§ GIVEN TASK
Set down, in full, every record in the block.

§ DATASET ENTRIES

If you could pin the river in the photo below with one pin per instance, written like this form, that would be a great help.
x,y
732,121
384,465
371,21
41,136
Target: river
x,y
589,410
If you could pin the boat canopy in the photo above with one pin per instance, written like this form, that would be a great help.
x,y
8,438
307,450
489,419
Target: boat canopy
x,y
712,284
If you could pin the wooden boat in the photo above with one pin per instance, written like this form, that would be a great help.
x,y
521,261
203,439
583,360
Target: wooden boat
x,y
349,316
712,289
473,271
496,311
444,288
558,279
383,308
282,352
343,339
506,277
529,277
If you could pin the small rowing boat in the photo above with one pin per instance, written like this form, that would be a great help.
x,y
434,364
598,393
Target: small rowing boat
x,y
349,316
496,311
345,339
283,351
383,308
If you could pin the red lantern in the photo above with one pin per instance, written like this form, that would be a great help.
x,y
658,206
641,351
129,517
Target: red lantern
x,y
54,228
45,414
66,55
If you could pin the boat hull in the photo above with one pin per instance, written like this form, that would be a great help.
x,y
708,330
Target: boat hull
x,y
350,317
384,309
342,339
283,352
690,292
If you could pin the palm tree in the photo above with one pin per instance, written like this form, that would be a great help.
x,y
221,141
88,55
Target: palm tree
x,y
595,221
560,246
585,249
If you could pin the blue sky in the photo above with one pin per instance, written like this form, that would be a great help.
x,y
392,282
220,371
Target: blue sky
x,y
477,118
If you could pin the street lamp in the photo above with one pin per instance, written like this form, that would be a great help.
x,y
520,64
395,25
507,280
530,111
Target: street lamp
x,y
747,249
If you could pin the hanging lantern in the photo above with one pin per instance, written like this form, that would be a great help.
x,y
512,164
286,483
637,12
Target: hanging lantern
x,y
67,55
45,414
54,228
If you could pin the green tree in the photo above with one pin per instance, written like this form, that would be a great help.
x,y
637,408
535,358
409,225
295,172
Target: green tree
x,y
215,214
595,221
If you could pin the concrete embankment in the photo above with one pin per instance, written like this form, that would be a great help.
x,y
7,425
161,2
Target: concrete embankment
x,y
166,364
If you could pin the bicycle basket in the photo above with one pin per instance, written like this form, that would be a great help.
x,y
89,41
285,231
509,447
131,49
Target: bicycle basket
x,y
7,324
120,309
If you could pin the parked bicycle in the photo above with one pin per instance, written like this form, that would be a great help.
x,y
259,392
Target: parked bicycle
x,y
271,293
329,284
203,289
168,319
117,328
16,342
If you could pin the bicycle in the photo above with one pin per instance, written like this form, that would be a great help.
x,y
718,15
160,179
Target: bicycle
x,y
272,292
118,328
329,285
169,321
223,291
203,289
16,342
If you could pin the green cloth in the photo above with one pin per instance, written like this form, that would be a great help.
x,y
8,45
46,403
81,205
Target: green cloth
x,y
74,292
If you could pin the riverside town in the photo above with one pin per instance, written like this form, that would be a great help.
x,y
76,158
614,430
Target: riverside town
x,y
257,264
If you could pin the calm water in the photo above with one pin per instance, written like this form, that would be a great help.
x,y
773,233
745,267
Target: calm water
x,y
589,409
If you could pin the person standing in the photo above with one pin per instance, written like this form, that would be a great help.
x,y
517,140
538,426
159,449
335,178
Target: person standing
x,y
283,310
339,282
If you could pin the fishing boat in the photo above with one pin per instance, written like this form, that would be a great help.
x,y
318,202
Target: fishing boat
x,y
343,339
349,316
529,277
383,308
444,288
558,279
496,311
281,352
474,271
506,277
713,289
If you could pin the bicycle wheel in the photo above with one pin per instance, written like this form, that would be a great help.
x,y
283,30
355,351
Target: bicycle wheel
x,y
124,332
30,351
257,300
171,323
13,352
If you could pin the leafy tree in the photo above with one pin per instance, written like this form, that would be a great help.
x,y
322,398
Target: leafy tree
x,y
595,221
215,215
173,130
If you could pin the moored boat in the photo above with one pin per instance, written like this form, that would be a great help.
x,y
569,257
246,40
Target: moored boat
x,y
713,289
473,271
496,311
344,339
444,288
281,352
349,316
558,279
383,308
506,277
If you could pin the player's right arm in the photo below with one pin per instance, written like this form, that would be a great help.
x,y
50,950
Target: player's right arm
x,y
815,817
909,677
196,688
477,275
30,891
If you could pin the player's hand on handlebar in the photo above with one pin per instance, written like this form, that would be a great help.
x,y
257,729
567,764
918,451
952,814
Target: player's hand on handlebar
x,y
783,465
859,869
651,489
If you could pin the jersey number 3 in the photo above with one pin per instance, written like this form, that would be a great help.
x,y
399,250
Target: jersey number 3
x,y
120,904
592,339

§ PROBLEM SOLUTION
If you could pin the river in the photo below with one pin per instance, written like this form, that would be a great help.
x,y
732,121
384,465
371,21
41,136
Target: river
x,y
589,410
If you could pin the boat canopy in the photo above with one pin per instance, written like this form, that would be a great help.
x,y
8,438
307,450
489,419
Target: boat canopy
x,y
712,284
If you could pin the wooden boat in the photo above with one pin per instance, written like this form, that would be a great help.
x,y
521,261
203,439
583,360
Target: wooden boat
x,y
349,316
712,289
473,271
496,311
444,288
558,279
383,308
282,352
343,339
506,277
529,277
If you could pin the small rowing boat in the photo above with one pin per instance, written like this form, that would be a great help.
x,y
434,364
598,393
Target: small rowing boat
x,y
349,316
496,311
345,339
283,351
383,308
If you could pin the red lantern in the photo above with one pin per instance, written like this form, that would be a great help.
x,y
658,206
641,351
129,517
Target: red lantern
x,y
54,228
45,414
66,55
If you could pin the boat hull in the photo above with one pin per instance, written like this form, that would be a great help.
x,y
708,330
Target: boat hull
x,y
350,317
384,309
342,339
283,352
690,292
If you could pin the palm tree in the photo above with one pin per instance, written like this form, that would be a great help.
x,y
221,141
88,55
Target: palm tree
x,y
595,221
560,246
585,249
If you could pin the blue sky in the photo above with one pin per instance, written like this form, that would be a great help.
x,y
392,282
220,371
Target: blue sky
x,y
477,118
If you could pin the street lamp in the photo above with one pin per instance, written like this form, that would be a great help.
x,y
520,64
395,25
507,280
530,111
Target: street lamp
x,y
747,249
If you could pin the hanging lantern in the photo above with one pin per instance, written like this form, that would be a great help.
x,y
512,164
286,483
637,12
Target: hanging lantern
x,y
67,55
45,414
54,228
If you could pin the green tree in the photo above with one pin per instance, written like this form, that would be a great help.
x,y
637,408
535,358
409,225
295,172
Target: green tree
x,y
215,214
595,221
If you could pin the concrete embankment in the photo above with one pin per instance, written like this form, that would be a great help.
x,y
7,425
161,2
Target: concrete embankment
x,y
166,364
If you could pin the bicycle basket in the photo above with one pin per instance, written like this form, that would be a great help.
x,y
89,41
285,231
509,447
131,49
Target: bicycle basket
x,y
7,324
120,309
If you could pin the parked bicycle in the photo above with one pin per instance, written like this form, that would be a great help.
x,y
259,392
Target: parked bicycle
x,y
271,293
329,284
203,289
168,319
117,328
16,342
If you could pin the bicycle in the photo above with one pin per instance, written like this form, that would be a great help.
x,y
718,15
160,179
Target: bicycle
x,y
272,292
118,328
329,285
169,321
223,291
203,289
16,342
If you could pin the green cloth in the photo above with one pin per instance, written like this form, that would be a great help.
x,y
8,45
46,403
81,205
Target: green cloth
x,y
74,292
If you could pin the riverside town in the photo above with one pin per instance, written like this form, that would be a great help.
x,y
76,158
614,430
Target: riverside town
x,y
257,264
If you could pin the calm water in the photo above with one pin per instance, written like this form, that would be a great help.
x,y
773,233
745,267
Target: calm water
x,y
589,409
If you could pin the person standing in the photo above with one pin per instance, written like this form, that would be a great help.
x,y
517,140
538,426
159,449
335,178
Target: person standing
x,y
283,310
339,282
If you could pin the fishing boat in the photo above with one pin per instance, written like this form, that would be a great help.
x,y
318,202
Target: fishing boat
x,y
343,339
349,316
529,277
383,308
444,288
558,279
496,311
281,352
474,271
506,277
713,289
If you could pin the bicycle wheel in the photo above with one pin per instance, written like this form, that would be a great help.
x,y
283,30
355,351
Target: bicycle wheel
x,y
124,332
30,351
257,300
171,323
13,352
If you could pin the leafy tree in the photo above with one pin per instance, written like this form, that would be a great help.
x,y
322,398
Target: leafy tree
x,y
595,221
215,215
173,130
If you could pin the moored boat in the photo above with one pin per instance, written like this form, that would be a great help.
x,y
569,257
246,40
Target: moored boat
x,y
713,289
473,271
496,311
344,339
444,288
281,352
349,316
558,279
383,308
506,277
If you could pin the player's right arm in the photo below with one pin per instance, written like this form, that would be a great help.
x,y
50,950
Target: player's right arm
x,y
815,817
909,677
196,688
477,275
30,891
If you could pin the player's hand on handlebar in the photo above with one pin per instance, written like this form, that would be a great help.
x,y
257,729
567,764
918,451
952,814
Target: player's hand on handlebar
x,y
783,465
859,869
651,489
If you could pin the jersey number 3 in the photo above with one pin per instance, written like this form, that would be a great help.
x,y
399,250
Target: jersey number 3
x,y
120,904
592,339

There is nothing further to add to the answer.